Już dziś policjanci wyjadą na ulicę. Posypią się mandaty? Funkcjonariusze zastosują skuteczną broń
Od rana w piątek, 15 lipca, trwa we Wrocławiu i na Dolnym Śląsku policyjna akcja, która ma na celu podniesienie bezpieczeństwa na lokalnych drogach. W ramach specjalnie zaplanowanych działań funkcjonariusze zamierzają wyłapać tego dnia piratów drogowych poruszających się po ulicach.
Ogólnopolska akcja "Kaskadowy pomiar prędkości"
Pomiary prędkości prowadzone są we Wrocławiu i całym kraju na dwa sposoby Jak wynika ze statystyk, ponad 25% wypadków drogowych spowodowanych jest przez nadmierną prędkość. Wyeliminowanie "wiecznie spóźnionych" z ruchu drogowego może mieć zbawienne skutki.
To dlatego dziś policja we Wrocławiu i na Dolnym Śląsku prowadzi intensywną akcję, wyłapując kierowców przekraczających limity prędkości. Dzięki niej piraci drogowi nim wcisną pedał gazu, mamy nadzieje, zastanowią się w przyszłości dwa razy.
Akcja startuje w piątek, 15 lipca, w godzinach porannych i trwać będzie przez cały dzień. Udział w niej biorą funkcjonariusze we Wrocławiu i na Dolnym Śląsku. Mundurowi skupiać się będą głównie na kierowcach przekraczających dozwoloną prędkość, ale oczywiście zareagują również na inne wykroczenia.
Policja prowadzi kontrole przede wszystkim w miejscach, w których najczęściej dochodzi do wypadków powodowanych przez kierowców przekraczających limity prędkości. W tym celu policjanci z grupy Speed mierzą prędkość, jeżdżąc nieoznakowanymi radiowozami z wideorejestratorem. Pomiary robione są także statycznie w co najmniej dwóch punktach pomiaru na tym samym odcinku drogi - to tzw. pomiar kaskadowy.

= = = =

Zadania do wykonania:
a – Jaki odsetek wypadków drogowych powoduje nadmierna prędkość według statystyk przytoczonych w tekście o policyjnej akcji pomiaru prędkości?
b – Zaktualizuj fragment tekstu o policyjnej akcji pomiaru prędkości, który otwierają słowa zawierające "Pomiary prędkości prowadzone", a zamyka "na inne wykroczenia.". Przytocz ten fragment ponownie, zastępując "zbawienne" wyrazem "korzystne".

Dostarczony materiał:

= = = =

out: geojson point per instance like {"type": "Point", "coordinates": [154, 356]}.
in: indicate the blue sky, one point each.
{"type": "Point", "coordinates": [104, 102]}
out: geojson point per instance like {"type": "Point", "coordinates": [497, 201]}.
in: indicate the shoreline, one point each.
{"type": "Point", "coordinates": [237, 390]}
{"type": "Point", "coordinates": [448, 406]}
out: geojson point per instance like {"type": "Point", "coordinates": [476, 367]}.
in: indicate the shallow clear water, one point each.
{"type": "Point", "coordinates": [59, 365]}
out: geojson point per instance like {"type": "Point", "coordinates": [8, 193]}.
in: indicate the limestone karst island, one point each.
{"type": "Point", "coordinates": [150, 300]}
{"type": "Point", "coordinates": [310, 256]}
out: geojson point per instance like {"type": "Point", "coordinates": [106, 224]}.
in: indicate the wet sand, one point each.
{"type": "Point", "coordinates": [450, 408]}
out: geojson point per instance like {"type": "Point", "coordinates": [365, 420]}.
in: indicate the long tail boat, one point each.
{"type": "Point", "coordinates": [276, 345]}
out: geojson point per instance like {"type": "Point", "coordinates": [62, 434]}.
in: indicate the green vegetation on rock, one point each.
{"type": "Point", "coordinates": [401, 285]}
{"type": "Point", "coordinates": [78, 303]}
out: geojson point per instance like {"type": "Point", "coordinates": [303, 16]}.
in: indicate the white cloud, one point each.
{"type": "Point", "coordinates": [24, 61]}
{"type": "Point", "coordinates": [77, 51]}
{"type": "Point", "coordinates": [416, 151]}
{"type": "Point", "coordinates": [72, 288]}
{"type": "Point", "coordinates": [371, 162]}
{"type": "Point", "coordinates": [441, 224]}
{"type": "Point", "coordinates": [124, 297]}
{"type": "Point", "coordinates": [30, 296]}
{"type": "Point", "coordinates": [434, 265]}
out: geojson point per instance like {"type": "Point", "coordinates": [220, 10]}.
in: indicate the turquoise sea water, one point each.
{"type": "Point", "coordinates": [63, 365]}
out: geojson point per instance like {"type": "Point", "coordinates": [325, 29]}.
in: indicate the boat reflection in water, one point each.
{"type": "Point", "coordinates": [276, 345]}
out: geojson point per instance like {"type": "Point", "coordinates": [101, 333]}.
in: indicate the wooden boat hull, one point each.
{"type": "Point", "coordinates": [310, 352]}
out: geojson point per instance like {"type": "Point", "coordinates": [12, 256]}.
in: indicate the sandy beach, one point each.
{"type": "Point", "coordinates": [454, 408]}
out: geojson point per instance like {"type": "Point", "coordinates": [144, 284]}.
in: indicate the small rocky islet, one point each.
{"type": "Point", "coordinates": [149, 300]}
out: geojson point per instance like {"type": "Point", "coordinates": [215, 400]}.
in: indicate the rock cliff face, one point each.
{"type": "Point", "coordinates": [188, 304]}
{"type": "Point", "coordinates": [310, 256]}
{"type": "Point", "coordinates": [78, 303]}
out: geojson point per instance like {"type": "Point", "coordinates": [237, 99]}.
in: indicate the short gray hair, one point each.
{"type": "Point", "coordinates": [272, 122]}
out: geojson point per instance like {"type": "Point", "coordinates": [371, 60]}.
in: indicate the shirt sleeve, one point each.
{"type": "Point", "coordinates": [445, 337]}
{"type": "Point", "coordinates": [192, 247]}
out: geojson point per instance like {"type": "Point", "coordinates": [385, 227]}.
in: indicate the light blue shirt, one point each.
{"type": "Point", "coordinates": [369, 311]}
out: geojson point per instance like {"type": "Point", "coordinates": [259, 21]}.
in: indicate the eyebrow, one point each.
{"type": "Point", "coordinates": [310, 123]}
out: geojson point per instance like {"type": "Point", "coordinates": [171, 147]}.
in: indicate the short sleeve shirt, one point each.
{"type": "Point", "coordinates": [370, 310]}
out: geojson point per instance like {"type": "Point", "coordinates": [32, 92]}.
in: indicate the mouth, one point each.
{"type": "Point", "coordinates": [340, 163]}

= = = =

Lista odpowiedzi:
a – Ponad 25% wypadków drogowych.

b –
Pomiary prędkości prowadzone są we Wrocławiu i całym kraju na dwa sposoby Jak wynika ze statystyk, ponad 25% wypadków drogowych spowodowanych jest przez nadmierną prędkość. Wyeliminowanie "wiecznie spóźnionych" z ruchu drogowego może mieć korzystne skutki.
To dlatego dziś policja we Wrocławiu i na Dolnym Śląsku prowadzi intensywną akcję, wyłapując kierowców przekraczających limity prędkości. Dzięki niej piraci drogowi nim wcisną pedał gazu, mamy nadzieje, zastanowią się w przyszłości dwa razy.
Akcja startuje w piątek, 15 lipca, w godzinach porannych i trwać będzie przez cały dzień. Udział w niej biorą funkcjonariusze we Wrocławiu i na Dolnym Śląsku. Mundurowi skupiać się będą głównie na kierowcach przekraczających dozwoloną prędkość, ale oczywiście zareagują również na inne wykroczenia.